[Opening Passage to read section]

How To Fall In Love With Anyone
When you think of love, you probably think about big moments like marriage, births, budding romances and grand romantic gestures. But new research emerging from the lab of Professor Barbara Fredrickson of the University of North Carolina shows that under the right circumstances, love can be experienced any time with anyone.
The research shows that in most instances when your eyes meet another person's, what occurs is a kind of mind-body-meld. On a physiological level, activity in your body and brain triggers parallel changes within another person’s body and brain. Your minds literally sync up. Viewed this way, love belongs not to one person, but to pairs or groups of people and is actually all about finding connection. It’s utterly bizarre to think that we can experience love, at least this scientific definition of love, with a total stranger.
Fredrickson calls this physiological experience of connection positivity resonance, and has shown these micro-moments of shared kindness, compassion and understanding not only make us feel good, but may also make us healthier. In fact, these moments might allow us to live longer by lengthening our telomeres
If experiencing more love in our lives can boost our health, what can we do to harness fully this information? Here's what Frederickson and her team have shown:
Three Loving Connections
Frederickson and her team have shown the power of practicing Loving Kindness Meditation: a regular practice can lead to a boost in positivity and life satisfaction as well as a reduction in depressive and illness symptoms.

[Closing Passage to read section]
[Opening Excerpted data section]

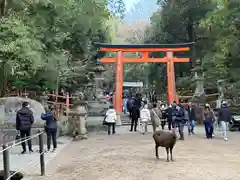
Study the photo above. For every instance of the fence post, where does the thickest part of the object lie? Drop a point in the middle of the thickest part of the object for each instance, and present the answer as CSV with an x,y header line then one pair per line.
x,y
41,151
6,162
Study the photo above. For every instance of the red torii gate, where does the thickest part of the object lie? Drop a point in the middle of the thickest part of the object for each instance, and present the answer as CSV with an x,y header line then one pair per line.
x,y
144,49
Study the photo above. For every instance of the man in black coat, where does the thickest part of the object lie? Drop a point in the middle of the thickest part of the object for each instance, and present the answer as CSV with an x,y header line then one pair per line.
x,y
24,121
225,117
179,120
191,119
135,116
170,117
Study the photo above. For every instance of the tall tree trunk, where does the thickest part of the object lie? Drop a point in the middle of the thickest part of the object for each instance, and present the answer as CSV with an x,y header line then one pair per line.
x,y
3,80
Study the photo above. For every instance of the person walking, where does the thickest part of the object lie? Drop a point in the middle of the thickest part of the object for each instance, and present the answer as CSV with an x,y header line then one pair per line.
x,y
145,117
179,120
225,117
208,121
164,115
170,117
192,119
110,119
155,116
24,121
135,117
130,102
51,128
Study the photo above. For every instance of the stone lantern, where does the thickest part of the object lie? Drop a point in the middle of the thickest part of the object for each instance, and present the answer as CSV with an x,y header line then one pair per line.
x,y
98,78
78,121
43,100
221,90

[Closing Excerpted data section]

* What you need to do
Return the passage on falling in love above word for word, starting with "How To Fall" and going on through "a total stranger.".

* Exercise solution
How To Fall In Love With Anyone
When you think of love, you probably think about big moments like marriage, births, budding romances and grand romantic gestures. But new research emerging from the lab of Professor Barbara Fredrickson of the University of North Carolina shows that under the right circumstances, love can be experienced any time with anyone.
The research shows that in most instances when your eyes meet another person's, what occurs is a kind of mind-body-meld. On a physiological level, activity in your body and brain triggers parallel changes within another person’s body and brain. Your minds literally sync up. Viewed this way, love belongs not to one person, but to pairs or groups of people and is actually all about finding connection. It’s utterly bizarre to think that we can experience love, at least this scientific definition of love, with a total stranger.